§ **Work instructions**
Transcribe the entries that follow exactly as they appear, minus pictures.

Collection entries
◆ ◆ ◆ ◆ ◆
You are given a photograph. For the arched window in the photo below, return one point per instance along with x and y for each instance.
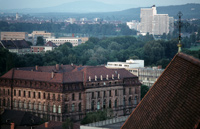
(115, 103)
(54, 108)
(29, 105)
(92, 105)
(124, 101)
(110, 105)
(20, 104)
(98, 105)
(135, 100)
(129, 101)
(25, 105)
(15, 103)
(40, 106)
(104, 104)
(73, 107)
(59, 109)
(79, 107)
(44, 107)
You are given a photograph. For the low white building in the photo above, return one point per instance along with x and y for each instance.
(59, 41)
(128, 64)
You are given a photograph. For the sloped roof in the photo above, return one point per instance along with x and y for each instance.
(173, 101)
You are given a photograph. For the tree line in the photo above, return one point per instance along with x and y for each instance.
(98, 51)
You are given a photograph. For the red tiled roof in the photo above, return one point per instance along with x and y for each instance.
(173, 102)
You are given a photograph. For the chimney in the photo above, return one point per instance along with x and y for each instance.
(52, 74)
(118, 76)
(46, 124)
(36, 67)
(101, 77)
(12, 125)
(95, 78)
(57, 67)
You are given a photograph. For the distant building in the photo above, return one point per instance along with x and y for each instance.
(59, 41)
(153, 23)
(128, 64)
(67, 91)
(146, 75)
(16, 46)
(14, 36)
(49, 46)
(173, 101)
(42, 34)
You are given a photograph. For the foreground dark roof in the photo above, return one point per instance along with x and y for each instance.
(14, 44)
(174, 100)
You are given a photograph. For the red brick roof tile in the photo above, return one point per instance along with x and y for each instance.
(174, 100)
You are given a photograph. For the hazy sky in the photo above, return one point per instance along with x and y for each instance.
(16, 4)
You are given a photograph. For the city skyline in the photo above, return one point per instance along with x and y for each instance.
(20, 4)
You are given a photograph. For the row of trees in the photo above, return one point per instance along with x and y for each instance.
(89, 29)
(97, 52)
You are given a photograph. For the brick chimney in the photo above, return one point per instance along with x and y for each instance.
(46, 124)
(12, 125)
(57, 67)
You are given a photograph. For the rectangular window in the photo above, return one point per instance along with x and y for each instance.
(92, 95)
(29, 94)
(129, 91)
(19, 92)
(73, 96)
(79, 96)
(110, 93)
(54, 97)
(24, 93)
(39, 95)
(124, 91)
(98, 94)
(14, 92)
(44, 96)
(33, 94)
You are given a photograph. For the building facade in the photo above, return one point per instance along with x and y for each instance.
(68, 91)
(60, 41)
(153, 23)
(14, 36)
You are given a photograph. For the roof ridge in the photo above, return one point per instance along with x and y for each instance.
(189, 58)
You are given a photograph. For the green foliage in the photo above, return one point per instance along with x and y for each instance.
(95, 116)
(40, 41)
(68, 124)
(144, 90)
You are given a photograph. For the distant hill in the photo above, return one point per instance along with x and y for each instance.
(90, 10)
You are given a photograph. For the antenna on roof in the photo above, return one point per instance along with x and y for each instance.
(179, 25)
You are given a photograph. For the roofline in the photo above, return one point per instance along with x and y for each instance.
(149, 91)
(180, 54)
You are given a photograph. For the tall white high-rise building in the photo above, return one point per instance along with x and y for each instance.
(153, 23)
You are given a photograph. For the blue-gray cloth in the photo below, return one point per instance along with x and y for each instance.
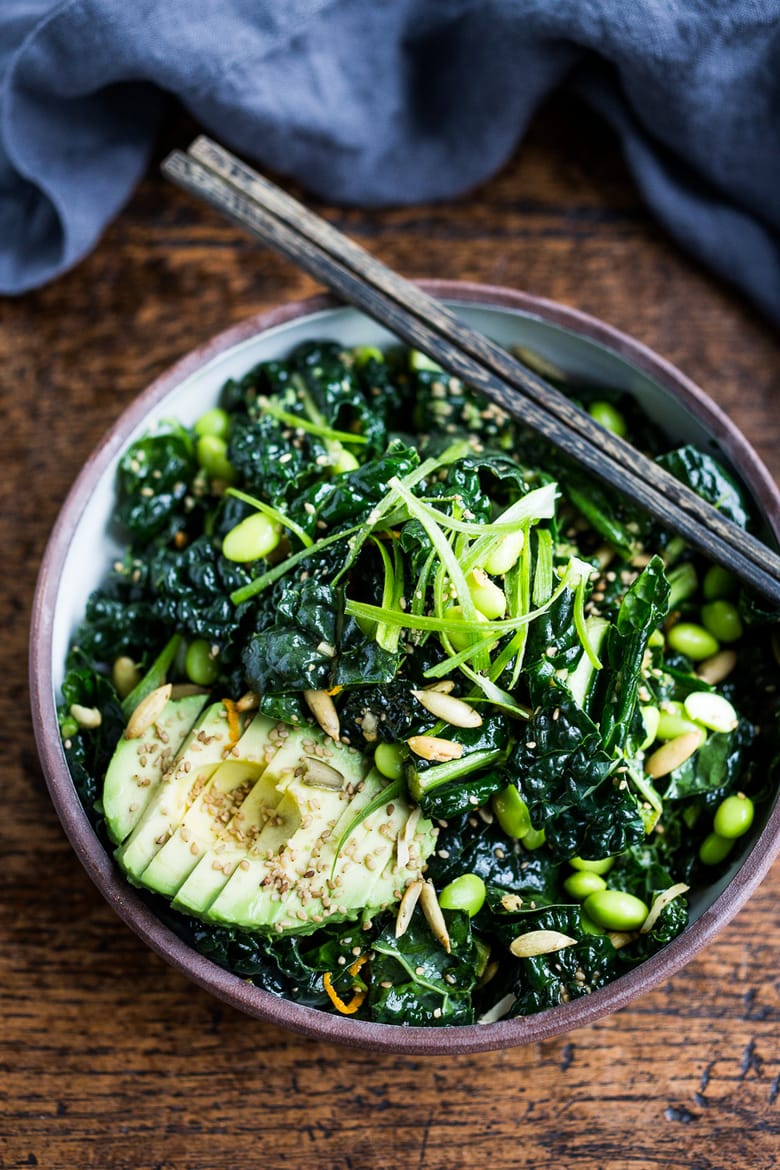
(386, 102)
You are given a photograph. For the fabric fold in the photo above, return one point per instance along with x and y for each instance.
(387, 104)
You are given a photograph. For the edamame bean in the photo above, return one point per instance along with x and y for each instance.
(212, 453)
(722, 619)
(608, 417)
(464, 893)
(581, 883)
(694, 641)
(461, 640)
(733, 817)
(200, 663)
(511, 812)
(388, 758)
(715, 848)
(711, 710)
(488, 597)
(505, 553)
(214, 422)
(672, 721)
(600, 866)
(253, 538)
(718, 583)
(615, 909)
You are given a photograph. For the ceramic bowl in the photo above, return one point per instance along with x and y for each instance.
(81, 550)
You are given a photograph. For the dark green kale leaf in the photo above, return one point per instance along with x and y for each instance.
(336, 390)
(90, 749)
(269, 463)
(153, 481)
(642, 610)
(568, 784)
(713, 770)
(428, 986)
(467, 844)
(349, 497)
(119, 617)
(709, 480)
(466, 795)
(545, 981)
(304, 958)
(309, 648)
(192, 591)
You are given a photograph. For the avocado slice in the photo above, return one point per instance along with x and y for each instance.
(205, 747)
(305, 882)
(367, 874)
(305, 810)
(137, 765)
(218, 804)
(253, 823)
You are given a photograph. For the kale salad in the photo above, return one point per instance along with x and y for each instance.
(394, 711)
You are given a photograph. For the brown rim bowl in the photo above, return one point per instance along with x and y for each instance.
(80, 551)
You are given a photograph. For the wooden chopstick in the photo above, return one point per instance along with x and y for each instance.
(281, 221)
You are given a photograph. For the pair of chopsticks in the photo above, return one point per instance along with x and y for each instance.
(219, 178)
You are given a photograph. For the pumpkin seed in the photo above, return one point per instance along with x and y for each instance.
(448, 708)
(672, 754)
(430, 747)
(147, 711)
(323, 708)
(539, 942)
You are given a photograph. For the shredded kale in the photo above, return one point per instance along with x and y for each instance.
(398, 496)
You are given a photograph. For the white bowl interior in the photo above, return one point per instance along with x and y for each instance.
(92, 548)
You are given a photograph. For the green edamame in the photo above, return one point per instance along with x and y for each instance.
(464, 893)
(511, 812)
(600, 866)
(672, 721)
(715, 848)
(388, 759)
(581, 883)
(615, 909)
(215, 421)
(212, 453)
(608, 417)
(711, 710)
(733, 817)
(488, 597)
(200, 663)
(504, 556)
(694, 641)
(723, 621)
(253, 538)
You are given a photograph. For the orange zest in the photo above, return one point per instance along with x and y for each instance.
(233, 721)
(346, 1009)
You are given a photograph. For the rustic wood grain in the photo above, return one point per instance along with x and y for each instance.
(110, 1059)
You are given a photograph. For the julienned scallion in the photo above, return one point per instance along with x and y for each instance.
(394, 711)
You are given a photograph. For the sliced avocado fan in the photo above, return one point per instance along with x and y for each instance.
(249, 828)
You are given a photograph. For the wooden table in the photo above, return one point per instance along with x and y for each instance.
(114, 1060)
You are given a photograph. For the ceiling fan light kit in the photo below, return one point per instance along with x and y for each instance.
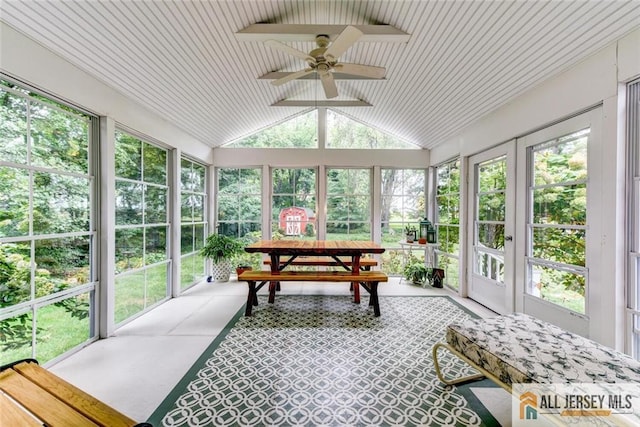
◆ ◆ ◆ ◆ ◆
§ **Task response**
You are given a photograph. For the arched window in the photo below, return one point per instance along with x and y for each instance.
(115, 103)
(54, 108)
(29, 105)
(92, 105)
(124, 101)
(110, 105)
(20, 104)
(98, 105)
(135, 100)
(129, 101)
(25, 105)
(15, 103)
(40, 106)
(104, 104)
(73, 107)
(59, 109)
(79, 107)
(44, 107)
You are given a photograph. For the low white building in the photo above, return one point per instance along with x and y for each instance.
(59, 41)
(128, 64)
You are given a photograph. For the sloped roof in the photo above, return one point per instance along with x and y for each instance.
(173, 101)
You are given a photograph. For the tree line in the photo above, return one point per instance along with x and y for each instance.
(98, 51)
You are given a photograph. For the red tiled roof in the photo above, return one point per instance along with x and y for each instance.
(173, 102)
You are given a photograph. For the chimney in the photo above, return one point per instance along with x and y for each instance.
(52, 74)
(118, 76)
(46, 124)
(36, 67)
(101, 77)
(12, 125)
(95, 78)
(57, 67)
You are given a photograph. For the distant building in the photo above, return one point per instance along with x and y for each instance.
(59, 41)
(153, 23)
(128, 64)
(67, 91)
(146, 75)
(16, 46)
(14, 36)
(49, 46)
(173, 101)
(42, 34)
You are given a photograph. For the foreground dark roof in the photo above, return one point per instance along with x and y for each instance.
(14, 44)
(174, 100)
You are given a photograph. For the red brick roof tile in the photo above, return one point per instance along with x and y for each instance.
(174, 100)
You are given a photograph. For the hazy sky in the photo above, return one point per instance along with x and y for each instance.
(16, 4)
You are given a photograph. For the city skyline in the photo above, return one point per instance along with x and y for each instance.
(20, 4)
You are given a photograph. For the row of trees in the photo above, return one point per instance along with x and y for each instance.
(89, 29)
(97, 52)
You are given a photograph. For the brick chimney in the photo above, return one point per instance along with x and y for each instance.
(46, 124)
(12, 125)
(57, 67)
You are given a photograph. For the rectangular window in the photo above, return one point per instance along with x and y for each instance.
(92, 95)
(29, 94)
(129, 91)
(19, 92)
(73, 96)
(79, 96)
(110, 93)
(54, 97)
(24, 93)
(39, 95)
(124, 91)
(98, 94)
(14, 92)
(44, 96)
(33, 94)
You are given a photograph. For the building facade in the photo above, return one point per instance along with x and y for each instance.
(68, 91)
(60, 41)
(153, 23)
(14, 36)
You are given a photograph. For the roof ridge in the photo above, return one point per instance along with x and y for each instance.
(189, 58)
You are given a photograph. For the green foliage in the photo above, return one point per instance along with x and y for each instance.
(95, 116)
(40, 41)
(68, 124)
(144, 90)
You are given a photograph. For the distant hill in the photo above, return one point per instance along with x and y for each instance.
(90, 10)
You are given a photograph. For the antenna on roof in the photo above, return one point per instance along with x and y for each instance.
(179, 25)
You are given a photograph. For the roofline in the photo above, return one point per instance along with x and y for each instance.
(149, 91)
(180, 54)
You are given a photograph. For the tall white high-rise building in the photo above, return one point per instance along with x and y for each instance.
(153, 23)
You are given a photograph. For the blue-gray cloth in the photo below, return one point per instance along with x and y for each instance.
(386, 102)
You are given a photograph. For the fabric fold in the photo above, return one point per instance along with x and y for each instance.
(387, 104)
You are given a photograph. For the edamame bean in the photo above, return one point per instance along with x and y for each instance.
(212, 453)
(722, 619)
(608, 417)
(464, 893)
(581, 883)
(694, 641)
(461, 640)
(733, 817)
(200, 663)
(511, 812)
(388, 758)
(715, 848)
(711, 710)
(488, 597)
(505, 553)
(214, 422)
(672, 721)
(600, 866)
(253, 538)
(718, 583)
(615, 909)
You are given a photograph. For the ceramic bowl in the photo above, return one point per instance along with x and y for each instance.
(81, 550)
You are given a photograph. For the dark green kale leaf in the photo above, return one point per instance along with x and y for each instance.
(336, 390)
(90, 749)
(269, 463)
(153, 481)
(642, 610)
(568, 784)
(713, 770)
(428, 986)
(467, 844)
(349, 497)
(119, 617)
(709, 480)
(466, 795)
(545, 981)
(304, 958)
(309, 648)
(192, 591)
You are given a photograph. For the avocado slice in the photo above, return one point per instance along with x and y for each instance.
(205, 747)
(305, 882)
(367, 874)
(305, 810)
(137, 765)
(218, 804)
(253, 823)
You are given a photograph. For the kale salad in the photo above, return one point per instance along with x and y for each instance.
(394, 711)
You are given a photograph. For the brown rim bowl in the photo above, return one point per instance along with x and y for each instance.
(80, 551)
You are given a photograph. For the wooden chopstick in the photo above, return one point per instance along with x and y for each instance.
(281, 221)
You are given a photograph. For the pair of chopsticks in the photo above, return one point per instance along with x and y for each instance.
(219, 178)
You are given a photograph. For the pumpkin seed in the photo above, return one point per instance along with x and y for each instance.
(448, 708)
(672, 754)
(430, 747)
(147, 711)
(323, 708)
(539, 942)
You are given a photograph. For the shredded kale in the photo above, return one point per instance along with x and y for each instance.
(398, 496)
You are given a photograph. For the white bowl interior in the photo above, return one point per instance along with x and y for each instance.
(92, 548)
You are given a photograph. For the green edamame in the photo above, return one point per instance along with x and y for each instance.
(464, 893)
(511, 812)
(600, 866)
(672, 721)
(715, 848)
(388, 759)
(581, 883)
(615, 909)
(215, 421)
(212, 453)
(608, 417)
(711, 710)
(733, 817)
(488, 597)
(200, 663)
(504, 556)
(694, 641)
(723, 621)
(253, 538)
You are given a photograph. For the orange zest in the photo above, return one point per instance along with x and y for each instance.
(233, 721)
(346, 1009)
You are given a photograph. For the rustic wood grain in the photo above, return one point per instance along with x and y for each instance.
(110, 1059)
You are given a photograph. For the julienned scallion in the photo above, return one point per instance along with x and y for each instance.
(394, 711)
You are given a photograph. For the sliced avocado fan in the photo above, return one point per instance along with x and y for each instance.
(249, 828)
You are given a photograph. For the wooden table in the photo above, return one point per instance along with x and y for each instance.
(114, 1060)
You are given a photograph. For the ceiling fan light kit in the photo below, return one point per instance along with x and y for each instance.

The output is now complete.